* DIRECTIONS
1/ For the forum thread on merging ChIP-seq peak files, say whether each statement agrees with it: (a) transcription factors are given as a case for narrow peak calls; (b) merging peaks from biological replicates allows substantial follow-up analysis; (c) the ENCODE approach described runs an IDR analysis across all the conditions. Answer yes or no for each and quote the words of the thread that decide it.
2/ Reproduce the part of the forum thread on merging ChIP-seq peak files that opens with the words containing "You can merge" and closes with "of these conditions.", keeping every word and mark unchanged.
3/ Resume the forum thread on merging ChIP-seq peak files, picking up right after its final sentence.

* SELECTED PASSAGE
Question

Chip-Seq merging peak files

3

Entering edit mode

7.3 years ago

tkygyn ▴ 30

Hi all,

I am very knew to all things Chip-seq. We have performed multiple experiments and now I have to analyze multiple files and was told to pretty much merge the replicates and use the mean of the distance for each gene.

Up until here I agreed with, but while I understand merging the replicates I was also told to merge broad and narrow peak files.

For all I've been reading this sounds like a terrible idea, but I'm the new person. If I'm correct (there is always the chance that I'm completely wrong) what arguments would be best what could I use as reference to support this position ?

Thank you

ChIP-Seq • 9.2k views

ADD COMMENT • link updated 7.3 years ago by apa@stowers ▴ 600 • written 7.3 years ago by tkygyn ▴ 30

4

Entering edit mode

7.3 years ago

mforde84 ★ 1.4k

Hi!

You can merge peaks from distinct biological replicates, though as Michele points out there's no real follow up analysis you can do after doing so. After that, you can only really describe the data.

I'd suggest looking closely at ENCODE TF pipeline (see links below). We are interested in reproducibility of peaks (whether narrow or broad), and I assume that's close to what you're being asked to do. We generate a biological replicate pool and psuedoreplicate conditions from the pool and individual biological replicates. We then call peaks, and perform a IDR analysis across all of these conditions.

This is the official ENCODE writeup page: https://sites.google.com/site/anshulkundaje/projects/idr

This is my github for a working pipeline deployed on an AWS like cloud environment: https://github.com/mforde84/ENCODE_TF_ChIP_pipeline

Have fun, ChIP is alot of fun to work with!

M

ADD COMMENT • link 7.3 years ago by mforde84 ★ 1.4k

1

Entering edit mode

7.3 years ago

apa@stowers ▴ 600

I'm not sure why you would be merging "narrow" and "broad" peak calls -- generally you are calling one type of peak or the other, only one of these is appropriate, depending on what it is you chipped, for instance transcription factor (narrow) or histone mark (broad). Unless perhaps you chipped an enzyme, say Pol2, which can have mixed behaviors that may require multiple peak calling strategies.

* Data extracted from a collection

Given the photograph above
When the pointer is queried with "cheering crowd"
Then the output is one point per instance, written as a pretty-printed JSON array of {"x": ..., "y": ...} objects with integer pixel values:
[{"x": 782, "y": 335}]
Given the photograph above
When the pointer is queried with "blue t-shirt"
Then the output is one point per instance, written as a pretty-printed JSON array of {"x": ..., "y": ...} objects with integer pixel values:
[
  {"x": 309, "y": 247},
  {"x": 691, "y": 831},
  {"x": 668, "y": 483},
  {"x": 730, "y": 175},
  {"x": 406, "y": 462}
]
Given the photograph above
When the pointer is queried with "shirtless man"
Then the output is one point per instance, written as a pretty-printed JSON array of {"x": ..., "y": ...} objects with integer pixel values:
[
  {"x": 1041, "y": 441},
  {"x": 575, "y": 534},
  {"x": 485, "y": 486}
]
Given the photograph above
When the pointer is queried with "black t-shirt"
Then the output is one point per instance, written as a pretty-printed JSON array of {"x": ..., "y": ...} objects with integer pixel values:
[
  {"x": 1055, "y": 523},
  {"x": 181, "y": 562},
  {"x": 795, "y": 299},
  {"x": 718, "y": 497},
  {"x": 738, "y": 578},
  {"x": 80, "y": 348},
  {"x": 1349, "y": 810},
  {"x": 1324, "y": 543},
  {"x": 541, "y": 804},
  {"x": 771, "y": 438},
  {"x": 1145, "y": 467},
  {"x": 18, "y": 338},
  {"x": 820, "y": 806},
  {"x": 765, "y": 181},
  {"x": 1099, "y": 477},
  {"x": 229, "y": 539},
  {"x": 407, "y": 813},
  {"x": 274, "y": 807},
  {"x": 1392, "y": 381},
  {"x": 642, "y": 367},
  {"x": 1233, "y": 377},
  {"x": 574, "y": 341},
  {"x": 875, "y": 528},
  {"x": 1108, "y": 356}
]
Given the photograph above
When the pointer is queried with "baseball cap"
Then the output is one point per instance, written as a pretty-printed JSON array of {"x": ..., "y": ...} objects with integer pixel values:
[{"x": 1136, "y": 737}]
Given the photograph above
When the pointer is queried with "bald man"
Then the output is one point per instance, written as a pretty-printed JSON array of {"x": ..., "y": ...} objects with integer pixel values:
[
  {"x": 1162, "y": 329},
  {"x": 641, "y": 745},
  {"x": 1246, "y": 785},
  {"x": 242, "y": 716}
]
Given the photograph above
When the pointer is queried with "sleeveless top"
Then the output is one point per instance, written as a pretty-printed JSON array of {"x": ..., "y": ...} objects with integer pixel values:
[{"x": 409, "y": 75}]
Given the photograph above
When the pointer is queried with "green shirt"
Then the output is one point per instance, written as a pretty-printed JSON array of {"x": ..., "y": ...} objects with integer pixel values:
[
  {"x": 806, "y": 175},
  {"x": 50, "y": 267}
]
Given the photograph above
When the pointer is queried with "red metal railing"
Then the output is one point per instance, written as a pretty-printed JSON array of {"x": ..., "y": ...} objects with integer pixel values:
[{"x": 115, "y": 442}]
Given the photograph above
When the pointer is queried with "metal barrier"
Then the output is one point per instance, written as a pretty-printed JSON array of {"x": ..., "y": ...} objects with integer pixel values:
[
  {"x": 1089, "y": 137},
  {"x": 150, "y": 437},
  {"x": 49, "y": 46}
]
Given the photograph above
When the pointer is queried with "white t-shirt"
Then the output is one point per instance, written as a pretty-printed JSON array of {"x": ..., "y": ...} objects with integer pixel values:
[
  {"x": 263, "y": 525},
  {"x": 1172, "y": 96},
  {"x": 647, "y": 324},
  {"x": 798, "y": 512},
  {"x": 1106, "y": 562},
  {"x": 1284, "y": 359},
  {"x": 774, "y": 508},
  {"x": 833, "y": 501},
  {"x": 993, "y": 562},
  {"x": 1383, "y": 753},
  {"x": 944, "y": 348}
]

* ANSWERS FOR EACH ITEM
1/
(a) Yes: "for instance transcription factor (narrow) or histone mark (broad)"
(b) No: "there's no real follow up analysis you can do after doing so"
(c) Yes: "We then call peaks, and perform a IDR analysis across all of these conditions."

2/
You can merge peaks from distinct biological replicates, though as Michele points out there's no real follow up analysis you can do after doing so. After that, you can only really describe the data.

I'd suggest looking closely at ENCODE TF pipeline (see links below). We are interested in reproducibility of peaks (whether narrow or broad), and I assume that's close to what you're being asked to do. We generate a biological replicate pool and psuedoreplicate conditions from the pool and individual biological replicates. We then call peaks, and perform a IDR analysis across all of these conditions.

3/
I also definitely recommend using IDR, and I use it all the time. BUT: be sure to use version 2. Version 1 had serious bugs!

ADD COMMENT • link 7.3 years ago by apa@stowers ▴ 600

score 6 · Accepted Answer · 2017-01-05

First, are these A) technical or B) biological replicates? That is, the same biological sample run several times with the same antibody (same lot also if polyclonal) protocol, or different biological samples run the same way with the same protocol?

If it is A it may be reasonable to merge them for some analyses, such as just annotating peaks. I would merge the bam alignment files and then do the calls versus merging the calls.

However, first you have analyze your replicates to check they they all perform the same. We did a lot of performance comparisons here: https://epigeneticsandchromatin.biomedcentral.com/articles/10.1186/s13072-016-0100-6

You can steal those ideas, especially using the ENCODE segmentation tracks if it's human and they have tracks for something like your cell type. But just counting the reads in bins and then doing a correlation is pretty informative.

But even in our data, and we used a robot and do it a lot, one of our technical replicates behaved strangely. See supplemental figure S6.

If it is B, biological replicates, you almost certainly don't want to merge them. You will lose your information about biological variance is present. If you are looking at something like differential peaks between conditions DESeq and really all reputable programs will want some sort of replicates, almost always biological. In general, if you want to compute a p value on anything you need separate replicates (not merged).

If you are just annotating peaks you don't need a p value.